━━━━━ Record extracts

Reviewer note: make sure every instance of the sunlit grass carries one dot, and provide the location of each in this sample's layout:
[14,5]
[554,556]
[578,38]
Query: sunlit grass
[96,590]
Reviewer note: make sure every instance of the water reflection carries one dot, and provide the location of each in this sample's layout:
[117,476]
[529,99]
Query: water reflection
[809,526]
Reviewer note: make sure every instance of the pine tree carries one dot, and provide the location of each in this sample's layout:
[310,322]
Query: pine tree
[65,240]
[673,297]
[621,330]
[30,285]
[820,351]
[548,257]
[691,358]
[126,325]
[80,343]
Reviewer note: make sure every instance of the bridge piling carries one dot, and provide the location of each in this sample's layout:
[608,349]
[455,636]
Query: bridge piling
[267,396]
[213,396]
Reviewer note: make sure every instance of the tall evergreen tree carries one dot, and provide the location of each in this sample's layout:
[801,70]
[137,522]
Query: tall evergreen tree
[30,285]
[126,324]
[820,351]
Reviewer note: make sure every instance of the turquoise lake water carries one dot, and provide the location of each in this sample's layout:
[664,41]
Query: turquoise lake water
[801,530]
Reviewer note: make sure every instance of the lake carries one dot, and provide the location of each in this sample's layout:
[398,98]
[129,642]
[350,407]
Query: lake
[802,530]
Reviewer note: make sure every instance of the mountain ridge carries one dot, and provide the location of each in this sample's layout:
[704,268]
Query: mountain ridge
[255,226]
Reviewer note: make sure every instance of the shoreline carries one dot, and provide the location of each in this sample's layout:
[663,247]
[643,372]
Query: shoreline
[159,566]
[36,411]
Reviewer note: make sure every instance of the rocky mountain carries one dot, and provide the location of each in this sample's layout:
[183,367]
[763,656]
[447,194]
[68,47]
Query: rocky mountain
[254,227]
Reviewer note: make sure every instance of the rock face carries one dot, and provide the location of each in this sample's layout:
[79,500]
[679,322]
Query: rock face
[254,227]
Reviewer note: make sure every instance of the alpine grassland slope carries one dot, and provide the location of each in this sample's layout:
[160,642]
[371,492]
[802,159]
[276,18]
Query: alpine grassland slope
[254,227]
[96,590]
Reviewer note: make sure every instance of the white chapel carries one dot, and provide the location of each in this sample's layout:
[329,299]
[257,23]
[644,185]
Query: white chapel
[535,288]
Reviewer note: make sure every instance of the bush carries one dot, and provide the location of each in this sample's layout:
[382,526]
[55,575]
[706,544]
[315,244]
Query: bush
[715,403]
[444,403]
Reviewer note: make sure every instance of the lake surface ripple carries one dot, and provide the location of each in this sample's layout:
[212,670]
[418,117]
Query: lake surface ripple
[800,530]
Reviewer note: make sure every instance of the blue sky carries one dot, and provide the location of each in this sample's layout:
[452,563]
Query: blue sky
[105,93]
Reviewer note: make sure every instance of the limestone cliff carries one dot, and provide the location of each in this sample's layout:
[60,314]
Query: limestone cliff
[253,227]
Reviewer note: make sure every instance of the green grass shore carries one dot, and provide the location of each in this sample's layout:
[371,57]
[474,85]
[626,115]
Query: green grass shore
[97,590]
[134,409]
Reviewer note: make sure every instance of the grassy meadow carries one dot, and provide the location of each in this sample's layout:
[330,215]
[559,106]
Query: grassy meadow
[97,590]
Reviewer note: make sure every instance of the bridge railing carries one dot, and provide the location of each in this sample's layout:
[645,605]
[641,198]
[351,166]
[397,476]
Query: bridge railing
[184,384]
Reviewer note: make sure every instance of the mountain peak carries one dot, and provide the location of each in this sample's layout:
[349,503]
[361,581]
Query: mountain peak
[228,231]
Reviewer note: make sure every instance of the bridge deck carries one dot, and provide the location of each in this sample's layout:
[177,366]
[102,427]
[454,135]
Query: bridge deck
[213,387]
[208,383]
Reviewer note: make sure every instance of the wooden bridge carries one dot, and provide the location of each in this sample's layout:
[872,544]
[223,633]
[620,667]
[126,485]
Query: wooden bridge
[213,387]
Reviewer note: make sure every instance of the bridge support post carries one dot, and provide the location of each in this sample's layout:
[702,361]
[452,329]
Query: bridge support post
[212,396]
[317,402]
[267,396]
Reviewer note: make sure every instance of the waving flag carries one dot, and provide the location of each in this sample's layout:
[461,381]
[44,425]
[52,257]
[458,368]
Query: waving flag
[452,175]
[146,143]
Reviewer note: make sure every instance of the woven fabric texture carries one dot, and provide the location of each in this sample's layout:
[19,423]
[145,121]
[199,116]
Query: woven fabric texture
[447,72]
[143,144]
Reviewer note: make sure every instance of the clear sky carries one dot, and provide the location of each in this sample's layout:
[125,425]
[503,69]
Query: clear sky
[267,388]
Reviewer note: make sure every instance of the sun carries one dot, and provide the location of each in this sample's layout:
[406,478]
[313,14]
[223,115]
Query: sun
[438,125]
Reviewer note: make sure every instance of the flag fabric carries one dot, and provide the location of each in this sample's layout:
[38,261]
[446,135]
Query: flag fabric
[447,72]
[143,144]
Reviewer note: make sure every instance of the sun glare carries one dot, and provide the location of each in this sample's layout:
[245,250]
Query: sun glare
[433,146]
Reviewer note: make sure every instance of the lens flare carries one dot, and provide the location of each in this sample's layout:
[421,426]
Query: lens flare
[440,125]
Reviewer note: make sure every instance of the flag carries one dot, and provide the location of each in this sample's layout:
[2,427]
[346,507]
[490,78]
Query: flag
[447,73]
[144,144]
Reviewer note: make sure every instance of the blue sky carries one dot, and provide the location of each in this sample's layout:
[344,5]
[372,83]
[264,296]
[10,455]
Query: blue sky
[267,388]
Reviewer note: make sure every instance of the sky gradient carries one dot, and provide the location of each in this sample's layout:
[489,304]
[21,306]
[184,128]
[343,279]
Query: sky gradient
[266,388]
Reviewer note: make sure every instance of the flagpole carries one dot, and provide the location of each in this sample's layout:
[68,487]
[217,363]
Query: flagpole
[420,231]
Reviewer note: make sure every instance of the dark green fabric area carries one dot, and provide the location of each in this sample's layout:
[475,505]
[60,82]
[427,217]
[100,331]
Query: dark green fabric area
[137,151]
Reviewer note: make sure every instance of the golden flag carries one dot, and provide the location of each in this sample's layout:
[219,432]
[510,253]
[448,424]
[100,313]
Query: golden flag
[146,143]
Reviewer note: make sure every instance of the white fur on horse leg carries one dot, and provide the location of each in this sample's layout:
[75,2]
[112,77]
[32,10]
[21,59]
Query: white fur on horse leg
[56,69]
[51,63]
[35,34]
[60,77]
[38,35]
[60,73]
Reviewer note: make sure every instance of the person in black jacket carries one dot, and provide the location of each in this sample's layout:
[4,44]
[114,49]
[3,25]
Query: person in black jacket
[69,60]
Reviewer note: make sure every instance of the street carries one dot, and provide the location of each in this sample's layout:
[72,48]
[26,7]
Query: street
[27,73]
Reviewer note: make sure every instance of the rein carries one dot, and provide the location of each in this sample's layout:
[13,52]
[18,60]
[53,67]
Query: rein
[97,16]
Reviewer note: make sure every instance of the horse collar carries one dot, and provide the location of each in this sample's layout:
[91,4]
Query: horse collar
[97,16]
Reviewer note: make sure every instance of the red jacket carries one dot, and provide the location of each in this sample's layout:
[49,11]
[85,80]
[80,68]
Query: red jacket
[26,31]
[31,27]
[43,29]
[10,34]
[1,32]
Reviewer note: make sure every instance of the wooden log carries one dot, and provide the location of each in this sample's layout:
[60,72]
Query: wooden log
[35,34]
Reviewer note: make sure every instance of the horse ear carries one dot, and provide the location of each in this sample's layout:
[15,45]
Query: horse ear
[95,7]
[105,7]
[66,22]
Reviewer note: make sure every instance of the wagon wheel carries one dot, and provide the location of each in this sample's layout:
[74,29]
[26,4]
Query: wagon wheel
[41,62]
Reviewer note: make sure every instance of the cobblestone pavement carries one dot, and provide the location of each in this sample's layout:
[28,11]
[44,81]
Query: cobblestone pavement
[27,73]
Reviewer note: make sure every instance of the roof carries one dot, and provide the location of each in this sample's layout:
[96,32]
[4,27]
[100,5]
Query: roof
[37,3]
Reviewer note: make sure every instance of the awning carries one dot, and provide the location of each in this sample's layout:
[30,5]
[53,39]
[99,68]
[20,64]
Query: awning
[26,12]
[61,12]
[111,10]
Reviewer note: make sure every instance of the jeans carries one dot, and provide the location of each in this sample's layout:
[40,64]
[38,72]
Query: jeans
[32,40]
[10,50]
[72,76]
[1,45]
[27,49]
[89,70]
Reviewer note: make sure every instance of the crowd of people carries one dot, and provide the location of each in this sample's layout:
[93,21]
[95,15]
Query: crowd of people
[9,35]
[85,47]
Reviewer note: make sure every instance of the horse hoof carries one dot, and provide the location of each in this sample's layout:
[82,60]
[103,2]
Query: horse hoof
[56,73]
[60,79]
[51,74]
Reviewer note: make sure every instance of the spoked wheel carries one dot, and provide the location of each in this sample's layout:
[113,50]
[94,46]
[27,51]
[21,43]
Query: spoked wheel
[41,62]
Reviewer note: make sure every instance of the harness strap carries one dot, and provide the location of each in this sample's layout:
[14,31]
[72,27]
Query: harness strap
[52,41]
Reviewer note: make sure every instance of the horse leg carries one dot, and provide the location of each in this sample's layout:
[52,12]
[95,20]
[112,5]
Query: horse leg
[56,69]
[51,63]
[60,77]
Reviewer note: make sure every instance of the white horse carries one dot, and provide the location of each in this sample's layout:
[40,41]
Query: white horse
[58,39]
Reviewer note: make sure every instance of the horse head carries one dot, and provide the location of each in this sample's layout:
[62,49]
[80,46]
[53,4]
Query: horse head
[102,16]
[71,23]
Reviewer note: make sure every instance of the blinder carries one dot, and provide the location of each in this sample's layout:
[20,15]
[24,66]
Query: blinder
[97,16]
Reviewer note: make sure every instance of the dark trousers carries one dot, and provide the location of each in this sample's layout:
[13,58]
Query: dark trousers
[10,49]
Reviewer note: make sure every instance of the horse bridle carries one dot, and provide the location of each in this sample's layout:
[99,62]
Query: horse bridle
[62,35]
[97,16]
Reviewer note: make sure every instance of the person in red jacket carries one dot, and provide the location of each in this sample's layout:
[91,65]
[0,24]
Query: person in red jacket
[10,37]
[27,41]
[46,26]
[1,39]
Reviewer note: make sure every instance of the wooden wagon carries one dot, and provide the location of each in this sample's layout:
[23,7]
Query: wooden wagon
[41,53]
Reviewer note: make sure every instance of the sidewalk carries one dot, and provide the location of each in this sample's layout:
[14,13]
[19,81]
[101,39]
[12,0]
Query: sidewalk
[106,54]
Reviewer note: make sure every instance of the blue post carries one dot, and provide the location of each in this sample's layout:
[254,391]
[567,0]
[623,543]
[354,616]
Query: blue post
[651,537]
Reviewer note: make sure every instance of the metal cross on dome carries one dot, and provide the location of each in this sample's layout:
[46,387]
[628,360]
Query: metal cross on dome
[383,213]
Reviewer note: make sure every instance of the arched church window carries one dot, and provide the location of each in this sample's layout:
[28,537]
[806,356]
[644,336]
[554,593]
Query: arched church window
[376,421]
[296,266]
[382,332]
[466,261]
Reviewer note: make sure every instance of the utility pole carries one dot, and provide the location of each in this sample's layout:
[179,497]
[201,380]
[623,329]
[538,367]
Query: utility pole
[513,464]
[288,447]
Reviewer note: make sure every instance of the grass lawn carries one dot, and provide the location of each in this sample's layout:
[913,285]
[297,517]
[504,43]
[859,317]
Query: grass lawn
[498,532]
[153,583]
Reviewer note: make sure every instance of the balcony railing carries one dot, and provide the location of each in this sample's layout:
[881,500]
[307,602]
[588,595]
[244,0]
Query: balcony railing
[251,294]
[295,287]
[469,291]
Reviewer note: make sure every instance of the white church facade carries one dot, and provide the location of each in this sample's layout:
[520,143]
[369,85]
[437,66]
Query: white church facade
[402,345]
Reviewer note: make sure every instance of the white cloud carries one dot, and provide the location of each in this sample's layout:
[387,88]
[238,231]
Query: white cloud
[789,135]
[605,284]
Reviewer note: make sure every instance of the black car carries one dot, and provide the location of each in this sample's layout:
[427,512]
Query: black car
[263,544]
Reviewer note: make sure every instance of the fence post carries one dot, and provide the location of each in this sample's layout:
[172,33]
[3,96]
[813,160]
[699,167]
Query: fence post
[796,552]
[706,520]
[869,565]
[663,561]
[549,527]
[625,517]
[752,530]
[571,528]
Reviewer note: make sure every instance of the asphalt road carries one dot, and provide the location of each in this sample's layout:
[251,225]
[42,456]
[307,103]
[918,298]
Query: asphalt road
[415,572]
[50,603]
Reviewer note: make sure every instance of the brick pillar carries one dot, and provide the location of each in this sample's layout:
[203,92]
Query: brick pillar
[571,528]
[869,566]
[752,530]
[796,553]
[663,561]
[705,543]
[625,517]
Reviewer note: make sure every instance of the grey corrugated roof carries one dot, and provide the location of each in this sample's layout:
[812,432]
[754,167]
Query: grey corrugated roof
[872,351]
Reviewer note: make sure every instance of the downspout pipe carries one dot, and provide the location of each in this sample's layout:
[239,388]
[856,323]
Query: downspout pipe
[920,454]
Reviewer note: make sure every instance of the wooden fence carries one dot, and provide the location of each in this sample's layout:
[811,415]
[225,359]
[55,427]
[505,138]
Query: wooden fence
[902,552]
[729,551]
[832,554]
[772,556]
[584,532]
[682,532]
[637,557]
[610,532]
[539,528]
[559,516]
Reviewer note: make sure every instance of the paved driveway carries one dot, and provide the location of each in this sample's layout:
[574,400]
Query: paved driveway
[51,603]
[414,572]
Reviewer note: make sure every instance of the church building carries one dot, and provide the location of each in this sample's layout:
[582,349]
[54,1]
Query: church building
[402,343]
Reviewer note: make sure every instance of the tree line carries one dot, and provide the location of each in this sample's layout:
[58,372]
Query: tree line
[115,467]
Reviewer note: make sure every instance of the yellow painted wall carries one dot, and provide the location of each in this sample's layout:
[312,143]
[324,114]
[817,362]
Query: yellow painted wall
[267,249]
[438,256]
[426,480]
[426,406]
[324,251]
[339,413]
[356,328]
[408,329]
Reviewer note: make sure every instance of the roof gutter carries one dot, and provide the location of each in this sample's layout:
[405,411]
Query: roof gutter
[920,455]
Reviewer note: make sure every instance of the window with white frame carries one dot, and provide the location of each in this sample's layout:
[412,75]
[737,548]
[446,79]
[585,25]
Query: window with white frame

━━━━━━━━━━

- _Short problem_:
Include both ends. Return the line holding "Reviewer note: make sure every instance of the paved" and all lines after it in the records above, exactly as written.

- _Finished exercise_:
Reviewer note: make sure every instance of the paved driveway carries one dot, and provide the location of each in this sample's layout:
[574,400]
Query: paved driveway
[51,603]
[414,572]
Reviewer note: make sure every instance of the church building carries one dot, and provide the location of each in this sample's layout:
[582,349]
[54,1]
Query: church building
[402,343]
Reviewer note: make sure every instance of the tree line carries one dot, and provide the location of each in this sample's layout:
[58,372]
Query: tree line
[115,467]
Reviewer note: make sure every instance of the yellow painted wall carries one dot, and provide the location of each in this sample's layout:
[312,143]
[324,114]
[817,362]
Query: yellow painted wall
[267,249]
[438,256]
[426,480]
[426,406]
[324,251]
[339,413]
[356,328]
[408,329]
Reviewer note: make sure every instance of the roof gutter carries one dot, and provide the location of each in this sample's layout:
[405,411]
Query: roof gutter
[920,455]
Reviewer note: make sure every instance of the window with white frame carries one dot, and provide the location of each in this sample's layout:
[412,75]
[737,548]
[446,79]
[585,25]
Query: window with white frame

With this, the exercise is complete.